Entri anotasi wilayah

★ ★ ★ ★ ★

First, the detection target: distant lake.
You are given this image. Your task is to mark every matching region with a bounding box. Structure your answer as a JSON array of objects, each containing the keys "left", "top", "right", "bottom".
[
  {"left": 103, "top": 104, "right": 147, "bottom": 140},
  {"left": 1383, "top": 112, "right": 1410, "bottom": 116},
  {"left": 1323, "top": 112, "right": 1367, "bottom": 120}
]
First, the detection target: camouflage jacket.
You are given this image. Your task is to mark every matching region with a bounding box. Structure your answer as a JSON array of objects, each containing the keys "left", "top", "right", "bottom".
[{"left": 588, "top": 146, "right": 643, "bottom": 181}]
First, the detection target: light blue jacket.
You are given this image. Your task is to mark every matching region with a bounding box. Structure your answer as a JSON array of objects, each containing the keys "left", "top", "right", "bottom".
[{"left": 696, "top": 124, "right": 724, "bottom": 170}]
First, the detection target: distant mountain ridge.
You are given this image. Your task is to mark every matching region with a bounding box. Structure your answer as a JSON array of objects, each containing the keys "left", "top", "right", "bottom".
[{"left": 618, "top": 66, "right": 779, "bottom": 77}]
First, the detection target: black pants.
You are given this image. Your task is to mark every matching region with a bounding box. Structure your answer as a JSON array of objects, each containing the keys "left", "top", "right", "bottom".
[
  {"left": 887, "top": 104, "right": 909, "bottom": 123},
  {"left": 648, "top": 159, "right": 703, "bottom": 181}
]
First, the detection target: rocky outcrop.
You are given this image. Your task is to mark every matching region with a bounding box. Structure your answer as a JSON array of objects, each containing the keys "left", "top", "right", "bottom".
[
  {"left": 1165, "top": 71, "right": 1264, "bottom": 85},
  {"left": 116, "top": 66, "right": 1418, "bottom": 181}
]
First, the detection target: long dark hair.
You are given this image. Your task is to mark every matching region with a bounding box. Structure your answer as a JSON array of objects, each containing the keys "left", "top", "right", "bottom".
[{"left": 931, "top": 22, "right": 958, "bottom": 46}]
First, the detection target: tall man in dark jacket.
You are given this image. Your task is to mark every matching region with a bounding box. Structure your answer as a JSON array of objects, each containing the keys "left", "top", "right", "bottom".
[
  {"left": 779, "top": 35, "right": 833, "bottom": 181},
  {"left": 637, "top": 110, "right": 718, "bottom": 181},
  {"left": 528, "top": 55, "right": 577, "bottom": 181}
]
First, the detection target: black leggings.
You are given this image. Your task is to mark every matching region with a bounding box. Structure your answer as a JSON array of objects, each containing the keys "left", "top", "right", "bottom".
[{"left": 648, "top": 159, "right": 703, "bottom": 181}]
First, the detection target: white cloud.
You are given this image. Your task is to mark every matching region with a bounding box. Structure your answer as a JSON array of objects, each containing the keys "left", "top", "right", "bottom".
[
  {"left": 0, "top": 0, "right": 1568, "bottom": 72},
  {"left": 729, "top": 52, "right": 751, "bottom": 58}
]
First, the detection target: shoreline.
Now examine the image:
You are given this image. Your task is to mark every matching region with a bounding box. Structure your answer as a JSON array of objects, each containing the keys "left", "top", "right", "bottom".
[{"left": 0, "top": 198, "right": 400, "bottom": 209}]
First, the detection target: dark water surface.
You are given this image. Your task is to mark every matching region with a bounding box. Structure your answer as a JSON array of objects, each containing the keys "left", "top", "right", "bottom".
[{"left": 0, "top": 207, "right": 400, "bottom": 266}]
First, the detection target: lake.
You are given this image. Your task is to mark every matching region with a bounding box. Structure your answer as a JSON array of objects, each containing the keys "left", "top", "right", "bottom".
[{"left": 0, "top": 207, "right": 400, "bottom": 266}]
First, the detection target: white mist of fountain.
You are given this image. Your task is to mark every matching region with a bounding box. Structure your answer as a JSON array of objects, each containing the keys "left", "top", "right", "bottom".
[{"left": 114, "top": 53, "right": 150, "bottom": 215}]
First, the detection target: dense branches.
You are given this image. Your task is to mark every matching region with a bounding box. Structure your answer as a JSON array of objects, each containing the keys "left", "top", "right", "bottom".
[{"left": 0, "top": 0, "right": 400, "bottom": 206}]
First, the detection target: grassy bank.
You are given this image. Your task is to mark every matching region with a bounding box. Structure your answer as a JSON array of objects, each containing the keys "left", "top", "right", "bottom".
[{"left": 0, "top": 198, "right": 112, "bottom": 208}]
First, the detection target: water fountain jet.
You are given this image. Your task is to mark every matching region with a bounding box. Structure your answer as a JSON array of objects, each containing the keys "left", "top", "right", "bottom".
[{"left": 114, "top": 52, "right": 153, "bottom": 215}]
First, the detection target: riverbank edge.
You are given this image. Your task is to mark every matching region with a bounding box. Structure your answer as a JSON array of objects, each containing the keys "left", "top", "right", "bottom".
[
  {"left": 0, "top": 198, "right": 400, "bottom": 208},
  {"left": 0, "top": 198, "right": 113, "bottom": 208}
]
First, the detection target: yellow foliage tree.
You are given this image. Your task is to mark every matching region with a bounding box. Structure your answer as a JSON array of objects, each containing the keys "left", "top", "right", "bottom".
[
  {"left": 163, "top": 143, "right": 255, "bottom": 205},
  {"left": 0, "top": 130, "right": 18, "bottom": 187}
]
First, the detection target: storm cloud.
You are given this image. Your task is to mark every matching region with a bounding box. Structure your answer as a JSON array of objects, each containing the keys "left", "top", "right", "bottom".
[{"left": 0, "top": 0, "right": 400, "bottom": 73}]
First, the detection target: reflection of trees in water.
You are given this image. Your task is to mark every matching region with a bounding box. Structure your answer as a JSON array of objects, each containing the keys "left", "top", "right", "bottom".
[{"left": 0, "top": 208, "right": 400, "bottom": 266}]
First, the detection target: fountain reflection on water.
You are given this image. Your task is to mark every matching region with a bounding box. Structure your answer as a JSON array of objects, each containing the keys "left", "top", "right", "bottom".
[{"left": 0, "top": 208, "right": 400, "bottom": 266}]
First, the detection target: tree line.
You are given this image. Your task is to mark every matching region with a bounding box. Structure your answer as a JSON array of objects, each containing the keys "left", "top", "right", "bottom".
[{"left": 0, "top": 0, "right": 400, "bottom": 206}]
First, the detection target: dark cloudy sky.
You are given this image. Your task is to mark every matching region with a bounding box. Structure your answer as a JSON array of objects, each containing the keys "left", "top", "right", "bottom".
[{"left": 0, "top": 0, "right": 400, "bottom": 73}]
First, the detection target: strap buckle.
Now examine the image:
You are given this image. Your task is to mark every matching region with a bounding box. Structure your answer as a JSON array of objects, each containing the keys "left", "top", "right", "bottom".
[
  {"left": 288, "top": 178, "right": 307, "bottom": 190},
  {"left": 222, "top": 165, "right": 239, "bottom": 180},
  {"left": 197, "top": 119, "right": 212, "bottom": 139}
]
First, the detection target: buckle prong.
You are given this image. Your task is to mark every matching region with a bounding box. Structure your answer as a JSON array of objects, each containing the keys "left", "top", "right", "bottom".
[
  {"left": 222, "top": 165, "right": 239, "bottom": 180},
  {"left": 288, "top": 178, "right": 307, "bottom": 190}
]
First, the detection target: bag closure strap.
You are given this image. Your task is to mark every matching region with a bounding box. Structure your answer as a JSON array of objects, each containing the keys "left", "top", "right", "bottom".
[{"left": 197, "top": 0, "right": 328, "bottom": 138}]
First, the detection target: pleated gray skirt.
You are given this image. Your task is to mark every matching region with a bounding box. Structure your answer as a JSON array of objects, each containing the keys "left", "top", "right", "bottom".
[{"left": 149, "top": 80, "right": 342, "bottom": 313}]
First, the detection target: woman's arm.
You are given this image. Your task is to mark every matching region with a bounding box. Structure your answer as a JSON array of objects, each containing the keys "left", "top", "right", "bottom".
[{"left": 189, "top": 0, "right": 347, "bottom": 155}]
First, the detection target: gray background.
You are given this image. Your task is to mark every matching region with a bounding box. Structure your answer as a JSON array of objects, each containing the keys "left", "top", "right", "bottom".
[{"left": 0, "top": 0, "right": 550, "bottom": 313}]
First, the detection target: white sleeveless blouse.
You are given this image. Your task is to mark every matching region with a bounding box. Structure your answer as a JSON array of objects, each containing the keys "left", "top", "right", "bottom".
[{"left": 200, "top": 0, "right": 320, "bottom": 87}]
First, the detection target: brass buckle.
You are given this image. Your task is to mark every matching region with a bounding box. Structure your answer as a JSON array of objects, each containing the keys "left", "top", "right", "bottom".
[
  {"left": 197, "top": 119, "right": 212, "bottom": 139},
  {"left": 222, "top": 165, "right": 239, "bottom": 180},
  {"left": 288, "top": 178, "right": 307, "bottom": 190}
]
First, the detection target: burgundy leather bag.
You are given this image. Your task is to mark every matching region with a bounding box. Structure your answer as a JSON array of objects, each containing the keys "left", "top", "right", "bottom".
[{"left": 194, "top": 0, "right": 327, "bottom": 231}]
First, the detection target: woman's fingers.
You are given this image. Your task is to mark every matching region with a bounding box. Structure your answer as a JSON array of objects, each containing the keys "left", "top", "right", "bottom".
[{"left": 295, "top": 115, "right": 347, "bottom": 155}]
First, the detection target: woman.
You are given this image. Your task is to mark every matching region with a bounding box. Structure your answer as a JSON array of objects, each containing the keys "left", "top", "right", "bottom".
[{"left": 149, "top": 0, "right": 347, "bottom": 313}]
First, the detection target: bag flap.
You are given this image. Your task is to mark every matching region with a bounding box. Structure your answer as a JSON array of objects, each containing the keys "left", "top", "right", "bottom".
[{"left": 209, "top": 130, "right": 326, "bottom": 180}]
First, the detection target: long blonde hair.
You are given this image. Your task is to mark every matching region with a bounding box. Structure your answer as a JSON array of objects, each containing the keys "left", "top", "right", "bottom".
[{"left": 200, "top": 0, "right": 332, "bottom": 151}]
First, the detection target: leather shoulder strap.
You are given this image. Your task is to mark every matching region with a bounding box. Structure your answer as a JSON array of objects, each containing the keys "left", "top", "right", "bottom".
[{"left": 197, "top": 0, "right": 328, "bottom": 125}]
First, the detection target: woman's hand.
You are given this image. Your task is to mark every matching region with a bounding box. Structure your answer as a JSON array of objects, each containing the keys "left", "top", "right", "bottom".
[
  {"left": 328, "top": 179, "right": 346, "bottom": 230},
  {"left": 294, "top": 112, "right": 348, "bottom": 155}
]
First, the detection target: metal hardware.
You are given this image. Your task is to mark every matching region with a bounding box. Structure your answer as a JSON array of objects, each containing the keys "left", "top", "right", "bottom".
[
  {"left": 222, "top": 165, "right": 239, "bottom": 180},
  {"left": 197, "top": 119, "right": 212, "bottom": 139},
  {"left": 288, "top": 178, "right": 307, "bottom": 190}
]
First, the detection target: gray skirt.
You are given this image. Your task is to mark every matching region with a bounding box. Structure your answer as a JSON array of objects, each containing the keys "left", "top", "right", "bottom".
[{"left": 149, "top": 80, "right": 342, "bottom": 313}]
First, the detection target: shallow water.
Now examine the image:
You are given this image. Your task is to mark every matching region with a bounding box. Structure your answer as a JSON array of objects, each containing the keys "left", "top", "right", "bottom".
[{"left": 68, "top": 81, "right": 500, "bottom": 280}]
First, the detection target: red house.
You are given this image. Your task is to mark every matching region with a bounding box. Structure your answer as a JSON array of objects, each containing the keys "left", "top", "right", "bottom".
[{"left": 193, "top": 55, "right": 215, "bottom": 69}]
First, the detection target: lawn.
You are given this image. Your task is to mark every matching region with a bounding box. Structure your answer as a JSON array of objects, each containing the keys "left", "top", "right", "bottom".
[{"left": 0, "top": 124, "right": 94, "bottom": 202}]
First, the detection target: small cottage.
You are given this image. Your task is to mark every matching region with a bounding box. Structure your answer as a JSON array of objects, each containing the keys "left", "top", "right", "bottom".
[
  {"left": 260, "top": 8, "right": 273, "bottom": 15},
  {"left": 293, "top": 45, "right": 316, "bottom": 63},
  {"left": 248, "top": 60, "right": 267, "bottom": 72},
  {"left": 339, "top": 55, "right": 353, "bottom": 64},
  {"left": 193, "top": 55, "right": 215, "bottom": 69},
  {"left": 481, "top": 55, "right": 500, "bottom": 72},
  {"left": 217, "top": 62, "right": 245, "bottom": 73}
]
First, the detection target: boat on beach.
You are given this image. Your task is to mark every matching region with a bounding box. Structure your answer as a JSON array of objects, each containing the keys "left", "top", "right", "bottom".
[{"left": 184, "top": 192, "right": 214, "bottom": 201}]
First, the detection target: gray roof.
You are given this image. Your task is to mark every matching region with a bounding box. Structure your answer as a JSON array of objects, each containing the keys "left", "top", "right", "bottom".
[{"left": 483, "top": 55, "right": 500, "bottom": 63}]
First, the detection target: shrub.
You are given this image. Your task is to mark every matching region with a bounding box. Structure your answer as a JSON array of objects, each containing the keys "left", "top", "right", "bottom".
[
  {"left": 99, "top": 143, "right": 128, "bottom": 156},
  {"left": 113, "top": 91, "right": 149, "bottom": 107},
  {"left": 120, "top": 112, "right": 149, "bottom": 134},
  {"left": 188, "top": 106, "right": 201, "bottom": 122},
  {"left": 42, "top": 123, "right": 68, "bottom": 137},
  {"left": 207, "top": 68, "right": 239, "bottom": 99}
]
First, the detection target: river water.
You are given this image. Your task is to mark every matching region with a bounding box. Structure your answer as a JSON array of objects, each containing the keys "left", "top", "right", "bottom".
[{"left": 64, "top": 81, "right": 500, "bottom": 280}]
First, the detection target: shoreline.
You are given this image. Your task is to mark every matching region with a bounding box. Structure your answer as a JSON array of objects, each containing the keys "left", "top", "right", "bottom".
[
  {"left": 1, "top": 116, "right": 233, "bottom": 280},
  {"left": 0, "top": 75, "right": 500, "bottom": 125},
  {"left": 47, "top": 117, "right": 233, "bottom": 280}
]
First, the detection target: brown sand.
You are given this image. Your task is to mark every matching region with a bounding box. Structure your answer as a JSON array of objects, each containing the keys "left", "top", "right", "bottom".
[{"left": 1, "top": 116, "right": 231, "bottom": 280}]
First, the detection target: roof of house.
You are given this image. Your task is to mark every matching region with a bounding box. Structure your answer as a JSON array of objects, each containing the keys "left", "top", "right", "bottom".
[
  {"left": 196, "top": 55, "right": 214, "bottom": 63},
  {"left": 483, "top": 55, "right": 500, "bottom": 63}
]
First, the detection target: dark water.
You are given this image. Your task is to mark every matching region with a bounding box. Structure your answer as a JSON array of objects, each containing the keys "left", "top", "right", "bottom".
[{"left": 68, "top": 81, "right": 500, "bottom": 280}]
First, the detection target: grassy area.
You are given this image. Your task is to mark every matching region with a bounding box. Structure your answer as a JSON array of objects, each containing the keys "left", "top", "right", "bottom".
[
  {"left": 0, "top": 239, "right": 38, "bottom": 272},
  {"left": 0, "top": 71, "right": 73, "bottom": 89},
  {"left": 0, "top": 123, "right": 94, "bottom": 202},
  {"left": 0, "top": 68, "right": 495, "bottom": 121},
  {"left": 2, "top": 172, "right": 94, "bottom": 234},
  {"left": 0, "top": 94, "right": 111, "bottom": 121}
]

★ ★ ★ ★ ★

Sebutkan setiap baris dalam daftar di atas yang memuat kata "buckle".

First, the detection target: strap buckle.
First, the detection target: buckle prong.
First, the detection target: brass buckle.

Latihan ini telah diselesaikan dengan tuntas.